Top of MATERIALS PROVIDED
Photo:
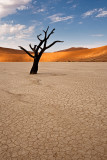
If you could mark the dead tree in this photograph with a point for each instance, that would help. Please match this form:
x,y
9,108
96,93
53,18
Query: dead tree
x,y
38,50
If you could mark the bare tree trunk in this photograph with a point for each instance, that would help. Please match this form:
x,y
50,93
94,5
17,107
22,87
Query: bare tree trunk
x,y
34,68
38,50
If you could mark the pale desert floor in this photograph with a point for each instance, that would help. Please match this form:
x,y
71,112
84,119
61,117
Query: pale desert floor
x,y
58,114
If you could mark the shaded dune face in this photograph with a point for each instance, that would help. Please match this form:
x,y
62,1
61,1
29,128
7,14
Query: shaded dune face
x,y
68,55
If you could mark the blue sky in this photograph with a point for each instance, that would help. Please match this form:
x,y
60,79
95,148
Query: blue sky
x,y
79,23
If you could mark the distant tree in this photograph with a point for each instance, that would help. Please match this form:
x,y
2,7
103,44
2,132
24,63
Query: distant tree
x,y
39,49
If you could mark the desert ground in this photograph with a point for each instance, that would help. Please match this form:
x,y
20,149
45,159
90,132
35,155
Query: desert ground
x,y
73,54
58,114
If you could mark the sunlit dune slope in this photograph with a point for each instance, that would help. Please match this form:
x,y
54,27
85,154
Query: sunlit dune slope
x,y
72,54
94,54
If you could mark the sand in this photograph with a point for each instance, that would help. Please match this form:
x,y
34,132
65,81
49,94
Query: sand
x,y
58,114
69,55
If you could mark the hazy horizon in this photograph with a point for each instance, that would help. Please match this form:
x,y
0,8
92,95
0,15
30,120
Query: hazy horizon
x,y
78,23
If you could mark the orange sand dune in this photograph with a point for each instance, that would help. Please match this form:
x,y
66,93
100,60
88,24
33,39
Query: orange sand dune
x,y
72,54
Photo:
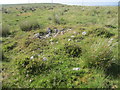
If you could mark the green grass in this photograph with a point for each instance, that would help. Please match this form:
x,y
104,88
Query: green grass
x,y
95,53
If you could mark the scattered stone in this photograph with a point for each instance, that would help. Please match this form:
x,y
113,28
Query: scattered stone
x,y
76,69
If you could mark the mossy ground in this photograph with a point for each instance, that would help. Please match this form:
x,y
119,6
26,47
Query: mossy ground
x,y
95,53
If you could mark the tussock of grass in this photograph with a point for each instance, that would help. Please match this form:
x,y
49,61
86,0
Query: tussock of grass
x,y
29,25
84,56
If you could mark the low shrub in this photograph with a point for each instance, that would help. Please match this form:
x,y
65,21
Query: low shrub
x,y
99,54
4,30
102,32
29,25
30,66
73,50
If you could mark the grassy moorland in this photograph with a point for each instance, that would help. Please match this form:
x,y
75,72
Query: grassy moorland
x,y
80,51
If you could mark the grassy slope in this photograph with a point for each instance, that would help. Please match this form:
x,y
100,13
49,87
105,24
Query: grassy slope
x,y
57,71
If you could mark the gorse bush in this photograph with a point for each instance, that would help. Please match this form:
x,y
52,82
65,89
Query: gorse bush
x,y
4,30
29,25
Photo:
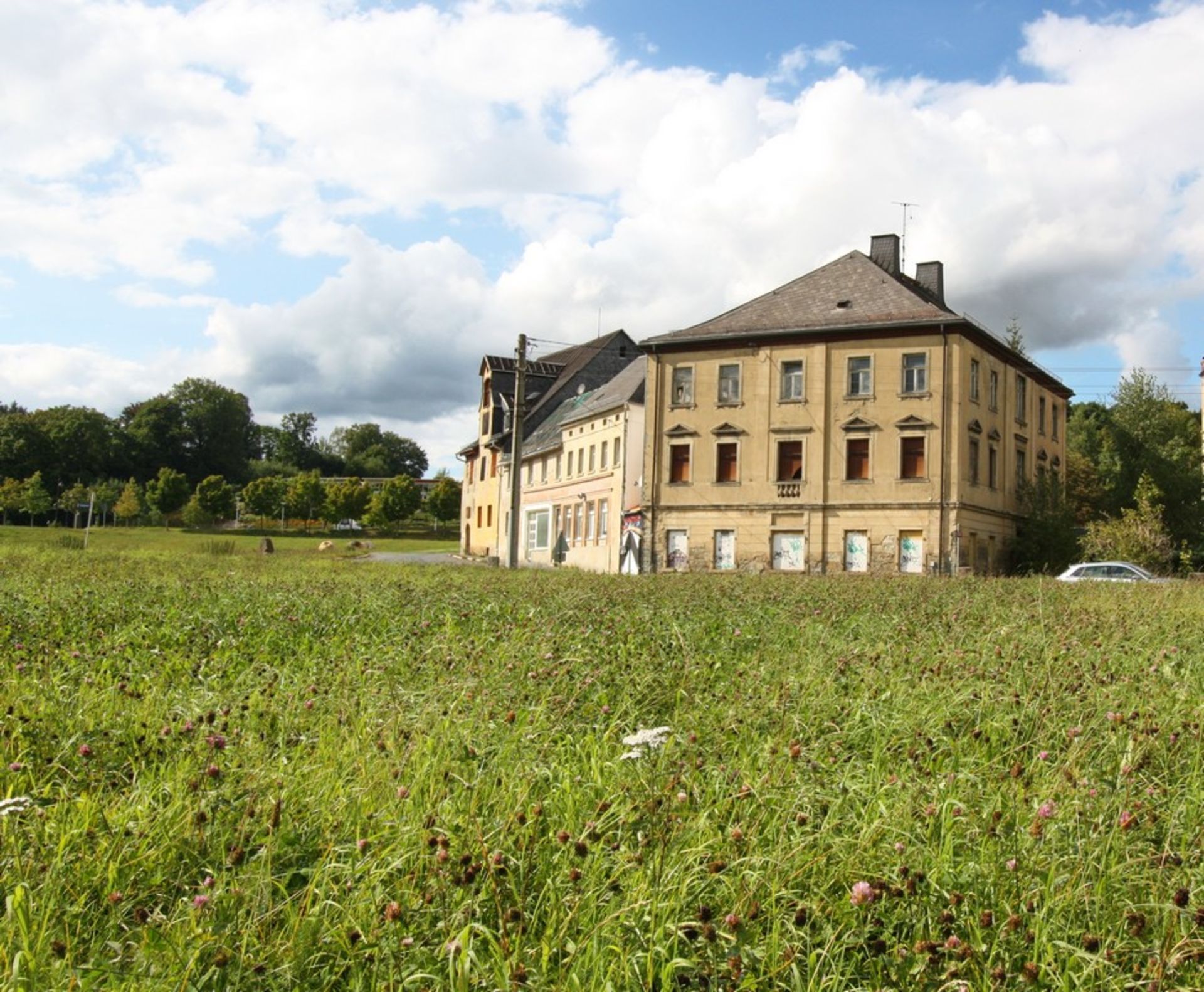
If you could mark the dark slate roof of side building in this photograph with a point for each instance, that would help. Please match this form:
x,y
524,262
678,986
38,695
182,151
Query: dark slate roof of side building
x,y
628,387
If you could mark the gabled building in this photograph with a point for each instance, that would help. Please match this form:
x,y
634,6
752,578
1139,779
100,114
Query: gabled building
x,y
582,475
849,421
552,378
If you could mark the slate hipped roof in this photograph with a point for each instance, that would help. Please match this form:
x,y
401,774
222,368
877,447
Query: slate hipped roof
x,y
852,292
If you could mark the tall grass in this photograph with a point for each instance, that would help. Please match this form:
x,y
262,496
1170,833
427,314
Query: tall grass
Bottom of MATERIALS PROVIDED
[WHAT THE TASK REQUIRES] Copy out all the data above exactly, pictures excluded.

[WRITTEN ANSWER]
Photo:
If you could mark the dead tree in this photograph with a point for each instance, that would help. Please match this form:
x,y
9,108
96,93
53,18
Query: dead tree
x,y
38,50
If you could mark the bare tree trunk in this photograph with a point for each instance, that would help. Please match this form:
x,y
50,93
94,5
17,107
22,87
Query: bare tree trunk
x,y
34,68
38,50
If you could mark the pale desert floor in this photograph with a point for each instance, that would help. Please match this form:
x,y
71,112
84,119
61,117
Query: pale desert floor
x,y
58,114
If you could mark the shaded dune face in this photograph with a point for each instance, that would help. Please match this form:
x,y
62,1
61,1
29,128
7,14
Query: shaded dune face
x,y
68,55
If you could mark the blue sky in this photograph with a point for each instance, that would help. Please match this form:
x,y
60,79
95,148
Query: blue sky
x,y
79,23
If you could mark the distant tree in this photograph with a point for each instance, that would help. Please match this form:
x,y
2,7
103,44
2,132
24,63
Query: distant tree
x,y
39,49
If you could mark the desert ground in this photograph with a point for each instance, that would help. Please match this form:
x,y
20,149
45,159
90,132
35,155
Query: desert ground
x,y
73,54
58,114
If you could mark the sunlit dune slope in this photograph with a point for each instance, that would help. Please match this form:
x,y
54,27
85,154
Query: sunlit dune slope
x,y
72,54
94,54
If you could mark the sand in this photograph with a point for each instance, that would help. Please match this form:
x,y
34,132
65,81
49,94
Query: sand
x,y
58,114
69,55
If you could mark the hazy horizon in this photograph with a point for each instance, that would help. Please match this form:
x,y
0,8
92,95
0,15
30,120
Query: hazy horizon
x,y
78,23
If you could mark the orange sand dune in this photograph with a point for each instance, that would help. Please match this form:
x,y
66,93
100,60
88,24
33,39
Query: orange sand dune
x,y
72,54
Photo:
If you could mark the green grass in this photograph with a point for each instance, that would help. Please match this form:
x,y
104,88
Query: green grass
x,y
95,53
If you could mark the scattered stone in this photograph with a point for each instance, that would help. Please match this form:
x,y
113,28
Query: scattered stone
x,y
76,69
If you could mark the mossy ground in this photograph with a point for each instance, that would help. Please match this form:
x,y
119,6
26,47
Query: mossy ground
x,y
95,53
If you could mark the tussock of grass in this photograph with a point for each instance, that would help. Please match this form:
x,y
49,61
86,0
Query: tussock of grass
x,y
29,25
84,56
If you could mark the low shrub in this photograph with a point for each instance, that would help. Please match this form:
x,y
65,21
Query: low shrub
x,y
99,54
4,30
102,32
29,25
30,66
73,50
If you could mark the grassy moorland in this photograph with a point for each instance, that would help. Please match this form:
x,y
75,72
Query: grassy moorland
x,y
80,51
If you could mark the grassy slope in this photograph with a point for each instance, that would help. Please match this form:
x,y
100,13
49,87
105,24
Query: grassy slope
x,y
57,71
If you could mark the gorse bush in this photograph with a point for each instance, that would help. Please match this form:
x,y
52,82
65,89
Query: gorse bush
x,y
4,30
29,25
Photo:
If you could mark the dark slate roof of side building in this photograph with a point for each instance, that would help. Please match this form:
x,y
524,262
678,986
38,695
182,151
Query: dark slate roof of side building
x,y
628,387
If you could mark the gabled building in this photograph with a point for each instance, that would help. Please match this form:
x,y
634,6
752,578
1139,779
100,114
Query: gabled building
x,y
582,475
849,421
552,378
If you could mark the slate hipped roof in this photograph with a point for each instance, that would help. Please match this form:
x,y
401,774
222,368
877,447
Query: slate hipped roof
x,y
852,292
If you could mark the tall grass in this photograph with a point for each instance, that would help. Please match this form:
x,y
262,496
1170,833
427,314
Query: tall grass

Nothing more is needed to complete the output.